- **Data extracted from a collection**:
▬▬▬▬▬▬▬▬▬▬
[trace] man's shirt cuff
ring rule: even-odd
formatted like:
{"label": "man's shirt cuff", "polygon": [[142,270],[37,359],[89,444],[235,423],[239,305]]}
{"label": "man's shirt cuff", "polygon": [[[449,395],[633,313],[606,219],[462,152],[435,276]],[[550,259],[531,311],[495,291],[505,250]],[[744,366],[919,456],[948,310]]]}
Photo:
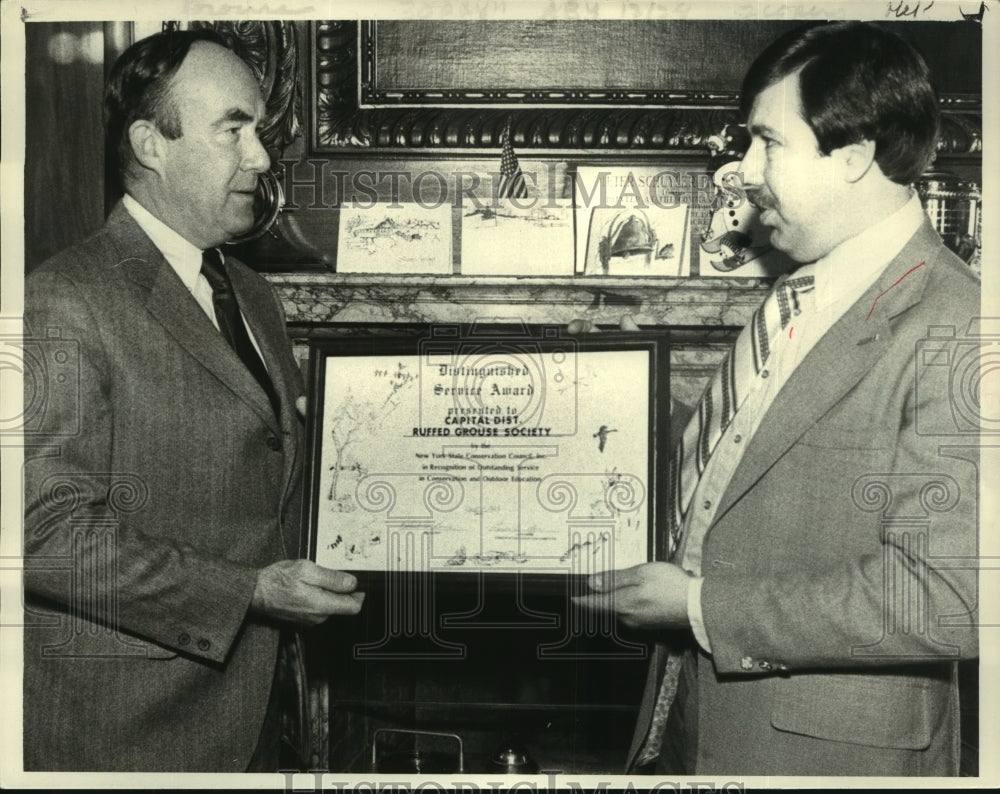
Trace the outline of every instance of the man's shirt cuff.
{"label": "man's shirt cuff", "polygon": [[701,614],[701,586],[705,583],[705,577],[692,576],[688,582],[687,592],[687,613],[691,623],[691,631],[694,638],[704,649],[705,653],[711,653],[712,647],[708,642],[708,632],[705,631],[705,621]]}

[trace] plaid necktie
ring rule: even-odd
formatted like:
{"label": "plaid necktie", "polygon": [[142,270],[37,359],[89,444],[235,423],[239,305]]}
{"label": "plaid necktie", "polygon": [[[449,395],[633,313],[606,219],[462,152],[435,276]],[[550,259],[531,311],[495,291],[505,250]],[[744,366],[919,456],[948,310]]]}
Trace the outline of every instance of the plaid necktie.
{"label": "plaid necktie", "polygon": [[[763,305],[754,312],[750,322],[740,332],[732,350],[702,394],[698,409],[684,428],[683,439],[674,451],[668,480],[670,504],[667,508],[667,544],[671,560],[681,545],[681,527],[684,525],[691,497],[719,439],[753,384],[757,382],[757,376],[764,369],[777,335],[789,326],[793,317],[811,305],[814,289],[812,265],[800,267],[791,277],[775,285]],[[677,681],[683,661],[683,652],[670,651],[667,655],[649,732],[636,756],[636,765],[649,763],[660,754],[663,731],[670,706],[677,694]]]}
{"label": "plaid necktie", "polygon": [[271,407],[274,408],[274,414],[278,416],[281,403],[264,362],[257,354],[250,334],[247,333],[236,301],[236,293],[233,292],[233,285],[229,281],[229,274],[218,249],[209,248],[202,252],[201,274],[212,287],[212,305],[215,307],[215,319],[219,323],[219,331],[267,394]]}

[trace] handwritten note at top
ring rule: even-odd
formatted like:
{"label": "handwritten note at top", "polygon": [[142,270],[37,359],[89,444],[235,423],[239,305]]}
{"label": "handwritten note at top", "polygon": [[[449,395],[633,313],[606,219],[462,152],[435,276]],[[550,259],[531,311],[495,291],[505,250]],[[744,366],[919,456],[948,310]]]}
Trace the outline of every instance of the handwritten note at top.
{"label": "handwritten note at top", "polygon": [[886,3],[885,15],[902,19],[903,17],[913,17],[914,19],[922,13],[930,11],[934,7],[934,0],[923,2],[917,0],[916,3],[907,3],[905,0],[889,0]]}

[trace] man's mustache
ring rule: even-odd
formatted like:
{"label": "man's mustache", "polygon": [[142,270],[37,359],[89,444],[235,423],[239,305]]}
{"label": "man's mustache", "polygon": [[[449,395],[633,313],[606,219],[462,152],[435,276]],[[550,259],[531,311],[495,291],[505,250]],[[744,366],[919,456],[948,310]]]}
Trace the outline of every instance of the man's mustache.
{"label": "man's mustache", "polygon": [[774,196],[762,190],[746,190],[747,201],[759,210],[774,209]]}

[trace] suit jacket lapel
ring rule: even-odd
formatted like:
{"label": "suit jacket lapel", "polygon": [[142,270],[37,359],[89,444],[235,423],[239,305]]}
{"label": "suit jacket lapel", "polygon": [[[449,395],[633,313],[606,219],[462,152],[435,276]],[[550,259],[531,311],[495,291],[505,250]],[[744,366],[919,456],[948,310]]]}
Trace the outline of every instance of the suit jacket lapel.
{"label": "suit jacket lapel", "polygon": [[270,328],[262,325],[263,318],[279,316],[274,308],[274,295],[269,289],[262,288],[258,281],[247,279],[244,273],[236,268],[229,269],[229,276],[236,299],[240,306],[244,307],[244,316],[250,330],[253,331],[268,375],[281,400],[281,429],[290,431],[299,421],[295,398],[301,389],[294,380],[296,373],[285,370],[284,364],[288,361],[288,337],[285,327],[278,323]]}
{"label": "suit jacket lapel", "polygon": [[[230,267],[228,270],[236,299],[244,307],[244,316],[257,340],[268,375],[281,401],[279,424],[285,451],[283,492],[289,495],[296,491],[296,485],[302,476],[300,458],[303,450],[299,443],[301,420],[295,407],[295,398],[302,393],[298,370],[292,369],[295,365],[288,354],[287,331],[281,313],[276,311],[274,294],[258,279],[247,278],[242,268]],[[263,394],[259,387],[258,391]],[[270,403],[267,403],[267,409],[271,414]],[[303,543],[299,523],[293,520],[286,522],[284,526],[286,534],[282,536],[282,543],[285,554],[298,556],[302,553]]]}
{"label": "suit jacket lapel", "polygon": [[108,230],[118,247],[116,267],[139,288],[150,314],[181,347],[277,430],[267,395],[121,204],[109,216]]}
{"label": "suit jacket lapel", "polygon": [[890,319],[920,300],[926,281],[922,263],[940,245],[925,221],[875,284],[817,342],[767,409],[726,488],[716,519],[884,355],[892,338]]}
{"label": "suit jacket lapel", "polygon": [[[282,362],[287,356],[287,350],[279,349],[278,342],[286,339],[284,328],[267,328],[262,325],[263,318],[274,313],[274,296],[269,291],[261,290],[260,286],[245,277],[244,273],[234,267],[228,268],[229,280],[233,285],[244,319],[253,333],[257,347],[264,359],[264,366],[274,384],[275,391],[281,399],[281,416],[285,417],[289,402],[290,384],[282,368]],[[291,406],[294,408],[294,406]],[[282,421],[282,425],[284,422]]]}

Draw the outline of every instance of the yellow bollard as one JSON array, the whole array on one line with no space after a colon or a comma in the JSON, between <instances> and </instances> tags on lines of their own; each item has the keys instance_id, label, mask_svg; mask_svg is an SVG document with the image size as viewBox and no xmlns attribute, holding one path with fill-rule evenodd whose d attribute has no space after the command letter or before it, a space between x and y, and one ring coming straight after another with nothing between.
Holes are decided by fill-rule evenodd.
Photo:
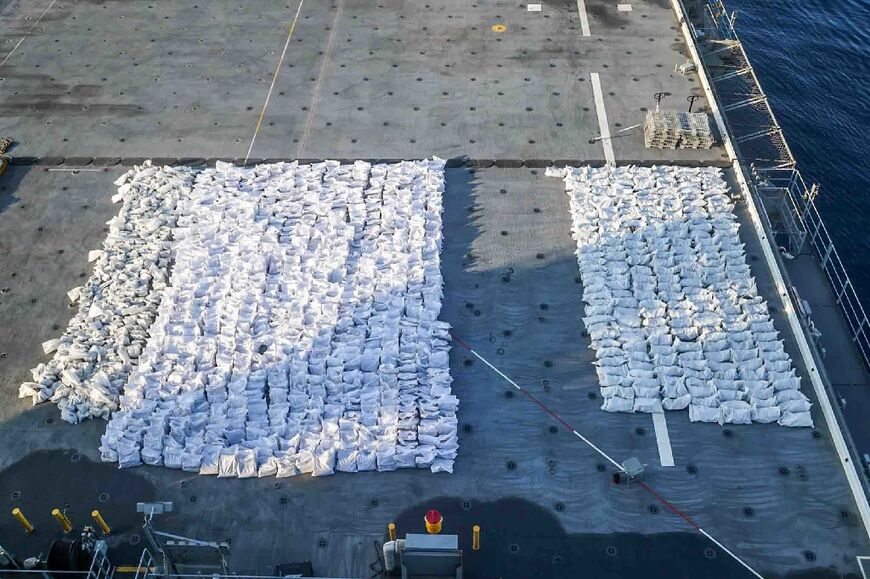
▬▬▬▬▬▬▬▬▬▬
- **The problem**: Exclude all images and restate the records above word for word.

- **Finished task**:
[trace] man's shirt cuff
ring rule: even-odd
formatted like:
{"label": "man's shirt cuff", "polygon": [[142,270],[37,359],[89,444],[235,423],[239,305]]}
{"label": "man's shirt cuff", "polygon": [[[449,395],[633,313],[606,219],[462,152],[435,276]],[[550,259],[531,311],[495,291],[505,250]],[[744,366],[919,456],[948,310]]]}
Photo:
Trace the outline of every instance of the man's shirt cuff.
{"label": "man's shirt cuff", "polygon": [[701,614],[701,586],[705,583],[705,577],[692,576],[688,582],[687,592],[687,613],[691,623],[691,631],[694,638],[704,649],[705,653],[711,653],[712,647],[708,642],[708,632],[705,631],[705,621]]}

[trace] plaid necktie
ring rule: even-odd
formatted like:
{"label": "plaid necktie", "polygon": [[142,270],[37,359],[89,444],[235,423],[239,305]]}
{"label": "plaid necktie", "polygon": [[[449,395],[633,313],[606,219],[462,152],[435,276]],[[550,259],[531,311],[495,291],[505,250]],[[744,366],[919,456],[948,310]]]}
Trace the outline of every instance of the plaid necktie.
{"label": "plaid necktie", "polygon": [[[763,305],[754,312],[750,322],[740,332],[732,350],[702,394],[698,409],[684,428],[683,439],[674,451],[668,480],[670,504],[667,508],[667,544],[671,560],[681,545],[681,527],[684,525],[691,497],[719,439],[753,384],[757,382],[757,376],[764,369],[777,335],[789,326],[793,317],[811,305],[814,289],[812,265],[800,267],[791,277],[775,285]],[[677,681],[683,661],[683,652],[670,651],[667,655],[649,732],[636,756],[636,765],[649,763],[660,754],[663,731],[670,706],[677,694]]]}
{"label": "plaid necktie", "polygon": [[271,407],[274,408],[274,414],[278,416],[281,403],[264,362],[257,354],[250,334],[247,333],[236,301],[236,293],[233,292],[233,285],[229,281],[229,274],[218,249],[209,248],[202,252],[201,274],[212,287],[212,305],[215,307],[215,319],[219,323],[219,331],[267,394]]}

[trace] handwritten note at top
ring rule: even-odd
formatted like:
{"label": "handwritten note at top", "polygon": [[142,270],[37,359],[89,444],[235,423],[239,305]]}
{"label": "handwritten note at top", "polygon": [[[449,395],[633,313],[606,219],[462,152],[435,276]],[[550,259],[531,311],[495,291],[505,250]],[[744,366],[919,456],[948,310]]]}
Trace the outline of every instance of the handwritten note at top.
{"label": "handwritten note at top", "polygon": [[886,3],[885,15],[902,19],[903,17],[913,17],[914,19],[922,13],[930,11],[934,7],[934,0],[923,2],[917,0],[916,3],[907,3],[905,0],[889,0]]}

[trace] man's mustache
ring rule: even-odd
formatted like:
{"label": "man's mustache", "polygon": [[142,270],[37,359],[89,444],[235,423],[239,305]]}
{"label": "man's mustache", "polygon": [[[449,395],[633,313],[606,219],[462,152],[435,276]],[[550,259],[531,311],[495,291],[505,250]],[[744,366],[919,456],[948,310]]]}
Trace the outline of every instance of the man's mustache.
{"label": "man's mustache", "polygon": [[774,196],[762,190],[746,190],[747,201],[759,210],[774,209]]}

[trace] suit jacket lapel
ring rule: even-odd
formatted like:
{"label": "suit jacket lapel", "polygon": [[142,270],[37,359],[89,444],[235,423],[239,305]]}
{"label": "suit jacket lapel", "polygon": [[[449,395],[633,313],[606,219],[462,152],[435,276]],[[550,259],[531,311],[495,291],[505,250]],[[744,366],[919,456],[948,310]]]}
Trace the outline of every instance of the suit jacket lapel.
{"label": "suit jacket lapel", "polygon": [[270,328],[262,325],[263,318],[279,316],[274,308],[274,295],[269,289],[262,288],[258,281],[247,279],[244,273],[236,268],[229,269],[229,276],[236,299],[240,306],[244,307],[244,316],[250,330],[253,331],[268,375],[281,400],[281,429],[290,431],[299,421],[295,398],[301,389],[294,380],[296,373],[285,370],[284,364],[288,361],[288,337],[285,327],[278,323]]}
{"label": "suit jacket lapel", "polygon": [[[230,267],[228,270],[236,299],[244,307],[244,316],[257,340],[268,375],[281,401],[279,424],[285,451],[283,492],[289,495],[296,491],[296,485],[302,476],[300,458],[303,450],[299,443],[301,420],[295,407],[295,398],[302,393],[298,370],[292,369],[295,365],[288,354],[287,331],[281,313],[276,311],[274,294],[258,279],[247,278],[242,268]],[[263,394],[259,387],[258,391]],[[270,403],[267,403],[267,409],[271,414]],[[303,543],[299,523],[293,520],[286,522],[284,526],[286,534],[282,536],[282,543],[285,554],[298,556],[302,553]]]}
{"label": "suit jacket lapel", "polygon": [[108,230],[118,247],[116,267],[139,288],[150,314],[181,347],[277,430],[267,395],[121,204],[109,216]]}
{"label": "suit jacket lapel", "polygon": [[890,319],[920,300],[926,281],[922,263],[940,245],[925,221],[875,284],[817,342],[767,409],[726,488],[716,519],[884,355],[892,338]]}
{"label": "suit jacket lapel", "polygon": [[[282,362],[287,356],[287,350],[279,349],[278,342],[286,339],[284,328],[267,328],[262,325],[263,318],[274,313],[274,296],[269,291],[261,290],[260,286],[245,277],[244,273],[234,267],[228,268],[229,280],[233,285],[244,319],[253,333],[257,347],[264,359],[264,366],[274,384],[275,391],[281,399],[281,416],[285,417],[289,402],[290,384],[282,368]],[[291,406],[294,408],[294,406]],[[282,421],[282,425],[284,422]]]}

Draw the outline of every instance of the yellow bollard as one JSON array, the whole array on one line with no space after a colon or a comma in the JSON, between <instances> and </instances> tags on lines of their own; each item has the keys instance_id, label, mask_svg; mask_svg is an SVG document with the image size as viewBox and no xmlns attribute, holding one path with fill-rule evenodd whose d attribute has no space after the command letter or before it, a space between x and y, and one ring coming straight after another with nothing between.
Holes are decided by fill-rule evenodd.
Photo:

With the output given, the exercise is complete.